__Tasks and exercises__.
**1)** From the commentary on presidents and criminal convictions, write out the part starting at "In our case, President" and ending at "go to prison.".
**2)** In one to three sentences, explain from the commentary on presidents and criminal convictions why the writer doubts that President Marcos' mother will ever go to prison.
**3)** Proceed with the commentary on presidents and criminal convictions, picking up after its final sentence.

__Passage for review__.
I can’t imagine the son or any other close family member of a sitting Philippine president being convicted (although criminal charges have been filed once the president is out of power). Neither can I imagine accusations of substance abuse against the relative of a sitting president (or the president himself) being publicly verified, and accepted as a health and social problem.

In our case, President Marcos’ flamboyant mother Imeldific, convicted of seven counts of graft, is out on bail and is again holding her birthday parties at Malacañang. It’s doubtful that she will ever go to prison.

For the first time, the US has also convicted a former president of a criminal offense. Again, the question is what penalty will be imposed on Republican candidate Donald Trump, and whether he can serve as president in case he beats Joe Biden in their return bout in November.

This one we’ve done in the Philippines, although we’re better at detaining former presidents during trial instead of sending them to a regular prison upon conviction.

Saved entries
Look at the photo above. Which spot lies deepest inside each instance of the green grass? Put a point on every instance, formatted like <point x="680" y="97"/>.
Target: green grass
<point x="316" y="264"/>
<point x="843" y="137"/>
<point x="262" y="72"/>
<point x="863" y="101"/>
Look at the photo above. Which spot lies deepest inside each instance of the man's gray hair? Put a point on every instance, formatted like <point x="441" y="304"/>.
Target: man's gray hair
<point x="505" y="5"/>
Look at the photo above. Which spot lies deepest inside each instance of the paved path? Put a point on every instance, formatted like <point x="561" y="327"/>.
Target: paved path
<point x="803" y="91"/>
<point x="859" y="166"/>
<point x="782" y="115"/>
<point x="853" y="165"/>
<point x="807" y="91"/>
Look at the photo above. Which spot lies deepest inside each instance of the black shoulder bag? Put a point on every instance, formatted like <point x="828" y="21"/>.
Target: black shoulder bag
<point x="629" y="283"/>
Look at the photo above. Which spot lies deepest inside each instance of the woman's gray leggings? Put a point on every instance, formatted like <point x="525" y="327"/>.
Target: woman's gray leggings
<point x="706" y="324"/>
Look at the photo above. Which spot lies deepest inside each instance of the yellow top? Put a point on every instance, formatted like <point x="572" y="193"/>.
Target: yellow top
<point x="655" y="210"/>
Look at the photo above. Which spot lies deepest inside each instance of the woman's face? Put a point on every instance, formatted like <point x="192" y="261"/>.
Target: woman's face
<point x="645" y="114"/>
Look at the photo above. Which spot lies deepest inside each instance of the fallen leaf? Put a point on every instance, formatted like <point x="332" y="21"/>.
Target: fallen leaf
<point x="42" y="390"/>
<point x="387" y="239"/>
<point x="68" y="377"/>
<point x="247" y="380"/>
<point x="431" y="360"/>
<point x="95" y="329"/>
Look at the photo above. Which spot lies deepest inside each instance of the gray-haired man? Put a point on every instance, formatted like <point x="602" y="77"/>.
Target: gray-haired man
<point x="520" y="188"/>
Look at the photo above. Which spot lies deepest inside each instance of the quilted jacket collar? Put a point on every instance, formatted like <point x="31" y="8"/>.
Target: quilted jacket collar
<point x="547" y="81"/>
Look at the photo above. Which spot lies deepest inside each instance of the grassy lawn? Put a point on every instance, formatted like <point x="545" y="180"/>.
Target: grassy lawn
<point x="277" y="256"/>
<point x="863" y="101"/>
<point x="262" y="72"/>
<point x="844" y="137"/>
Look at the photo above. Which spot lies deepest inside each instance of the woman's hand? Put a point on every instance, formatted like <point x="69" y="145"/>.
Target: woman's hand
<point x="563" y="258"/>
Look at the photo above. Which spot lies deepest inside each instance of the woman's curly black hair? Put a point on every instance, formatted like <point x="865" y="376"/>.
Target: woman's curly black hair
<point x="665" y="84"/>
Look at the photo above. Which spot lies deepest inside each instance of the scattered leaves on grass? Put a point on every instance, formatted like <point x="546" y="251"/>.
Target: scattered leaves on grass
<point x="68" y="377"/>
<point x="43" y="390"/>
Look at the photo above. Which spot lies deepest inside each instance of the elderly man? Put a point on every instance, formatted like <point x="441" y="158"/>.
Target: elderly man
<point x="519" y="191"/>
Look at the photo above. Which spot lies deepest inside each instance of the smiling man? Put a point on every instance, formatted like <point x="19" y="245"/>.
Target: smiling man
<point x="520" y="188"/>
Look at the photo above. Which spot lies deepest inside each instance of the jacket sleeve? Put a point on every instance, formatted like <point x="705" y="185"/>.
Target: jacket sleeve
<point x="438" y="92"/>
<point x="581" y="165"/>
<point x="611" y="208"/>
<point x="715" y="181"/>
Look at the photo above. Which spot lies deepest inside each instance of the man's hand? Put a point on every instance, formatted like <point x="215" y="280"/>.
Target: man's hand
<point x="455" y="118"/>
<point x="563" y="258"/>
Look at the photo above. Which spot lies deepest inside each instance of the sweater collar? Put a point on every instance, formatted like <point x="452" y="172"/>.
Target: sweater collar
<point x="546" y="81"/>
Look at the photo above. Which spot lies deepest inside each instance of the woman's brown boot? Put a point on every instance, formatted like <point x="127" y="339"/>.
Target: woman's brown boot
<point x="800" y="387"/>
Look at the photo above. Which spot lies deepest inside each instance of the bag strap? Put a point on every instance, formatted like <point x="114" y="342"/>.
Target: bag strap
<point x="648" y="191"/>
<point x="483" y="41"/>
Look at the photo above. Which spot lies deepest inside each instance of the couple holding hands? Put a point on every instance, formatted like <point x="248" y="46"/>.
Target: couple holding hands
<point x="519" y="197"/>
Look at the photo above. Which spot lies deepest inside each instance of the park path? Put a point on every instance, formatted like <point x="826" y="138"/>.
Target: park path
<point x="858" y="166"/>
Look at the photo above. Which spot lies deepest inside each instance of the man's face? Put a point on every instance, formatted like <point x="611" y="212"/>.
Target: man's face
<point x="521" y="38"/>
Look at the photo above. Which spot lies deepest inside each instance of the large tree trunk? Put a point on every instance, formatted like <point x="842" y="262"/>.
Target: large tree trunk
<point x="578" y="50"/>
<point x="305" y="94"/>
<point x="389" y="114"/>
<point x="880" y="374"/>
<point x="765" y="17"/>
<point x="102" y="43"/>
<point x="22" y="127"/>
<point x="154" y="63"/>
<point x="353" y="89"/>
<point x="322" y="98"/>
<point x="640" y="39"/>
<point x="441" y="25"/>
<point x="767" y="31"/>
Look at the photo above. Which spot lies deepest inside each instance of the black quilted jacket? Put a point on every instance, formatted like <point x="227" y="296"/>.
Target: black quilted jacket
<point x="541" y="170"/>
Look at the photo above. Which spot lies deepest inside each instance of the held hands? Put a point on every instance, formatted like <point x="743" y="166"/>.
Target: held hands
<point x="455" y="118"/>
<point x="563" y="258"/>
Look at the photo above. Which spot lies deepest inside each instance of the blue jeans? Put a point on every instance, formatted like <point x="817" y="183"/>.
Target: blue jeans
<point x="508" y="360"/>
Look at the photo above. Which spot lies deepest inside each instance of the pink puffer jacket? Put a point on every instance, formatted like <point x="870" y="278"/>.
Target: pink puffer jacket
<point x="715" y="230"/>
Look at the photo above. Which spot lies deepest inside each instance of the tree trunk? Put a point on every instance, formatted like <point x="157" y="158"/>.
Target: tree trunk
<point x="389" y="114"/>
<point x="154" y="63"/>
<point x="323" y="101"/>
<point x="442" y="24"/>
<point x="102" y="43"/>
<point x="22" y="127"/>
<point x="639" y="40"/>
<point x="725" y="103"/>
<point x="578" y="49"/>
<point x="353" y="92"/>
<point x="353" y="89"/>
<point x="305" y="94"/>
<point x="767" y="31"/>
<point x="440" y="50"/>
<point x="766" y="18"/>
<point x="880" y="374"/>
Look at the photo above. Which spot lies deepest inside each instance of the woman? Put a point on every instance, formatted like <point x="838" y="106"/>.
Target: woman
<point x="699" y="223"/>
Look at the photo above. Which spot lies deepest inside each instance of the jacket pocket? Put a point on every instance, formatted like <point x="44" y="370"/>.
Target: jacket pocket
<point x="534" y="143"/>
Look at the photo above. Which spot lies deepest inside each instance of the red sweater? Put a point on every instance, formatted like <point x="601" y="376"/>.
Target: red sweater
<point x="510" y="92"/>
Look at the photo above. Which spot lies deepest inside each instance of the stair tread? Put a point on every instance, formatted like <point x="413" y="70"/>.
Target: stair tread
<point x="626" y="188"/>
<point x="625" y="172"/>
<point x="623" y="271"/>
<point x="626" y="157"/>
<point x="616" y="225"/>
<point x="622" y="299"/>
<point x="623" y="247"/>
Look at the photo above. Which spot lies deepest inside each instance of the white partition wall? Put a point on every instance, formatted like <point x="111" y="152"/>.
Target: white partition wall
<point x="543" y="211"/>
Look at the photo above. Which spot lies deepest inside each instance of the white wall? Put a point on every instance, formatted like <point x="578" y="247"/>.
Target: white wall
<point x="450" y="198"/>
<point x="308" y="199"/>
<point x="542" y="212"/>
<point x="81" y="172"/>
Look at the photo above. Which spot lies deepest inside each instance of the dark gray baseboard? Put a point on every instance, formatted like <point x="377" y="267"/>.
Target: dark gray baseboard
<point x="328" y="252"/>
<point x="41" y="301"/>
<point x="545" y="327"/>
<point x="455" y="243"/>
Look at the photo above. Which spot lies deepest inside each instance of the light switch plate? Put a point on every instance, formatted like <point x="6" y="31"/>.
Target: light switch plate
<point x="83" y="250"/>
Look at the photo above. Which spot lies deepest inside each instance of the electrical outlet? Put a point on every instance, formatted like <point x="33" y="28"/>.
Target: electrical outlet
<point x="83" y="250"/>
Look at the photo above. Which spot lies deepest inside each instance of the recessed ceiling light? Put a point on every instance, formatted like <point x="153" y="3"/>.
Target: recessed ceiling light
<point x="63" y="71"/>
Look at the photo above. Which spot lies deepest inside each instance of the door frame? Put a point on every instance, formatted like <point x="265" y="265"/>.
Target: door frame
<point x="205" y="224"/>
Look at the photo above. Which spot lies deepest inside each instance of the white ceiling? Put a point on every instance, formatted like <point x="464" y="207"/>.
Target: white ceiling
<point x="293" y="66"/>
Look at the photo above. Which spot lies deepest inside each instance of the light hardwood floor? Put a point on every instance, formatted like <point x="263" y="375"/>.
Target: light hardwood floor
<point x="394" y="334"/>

__Task results__.
**1)**
In our case, President Marcos’ flamboyant mother Imeldific, convicted of seven counts of graft, is out on bail and is again holding her birthday parties at Malacañang. It’s doubtful that she will ever go to prison.

**2)** She was convicted of seven counts of graft, yet she is out on bail. She is again holding her birthday parties at Malacañang.

**3)**
Joseph Estrada, whose presidency was aborted by EDSA II, did not spend a single day in prison following his conviction for plunder in September 2007. He was sentenced to life in prison, perpetually disqualified from public office and his ill-gotten wealth subjected to forfeiture. But his successor and EDSA Dos beneficiary Gloria Macapagal Arroyo gave him a full pardon immediately after his conviction.

The pardon allowed Erap to make a successful bid for mayor of Manila even if everyone knew he lived in San Juan, and to keep his considerable assets. His two sons by two women are currently senators.

During his trial, Erap spent several years under house arrest in his farm with his expensive ducks. GMA herself would spend several years under “hospital arrest” after her nine-year presidency, while on trial for plunder.

GMA’s afflictions, which allowed her to spend detention without bail in a government hospital, miraculously vanished following her acquittal and release, and subsequent election to Congress.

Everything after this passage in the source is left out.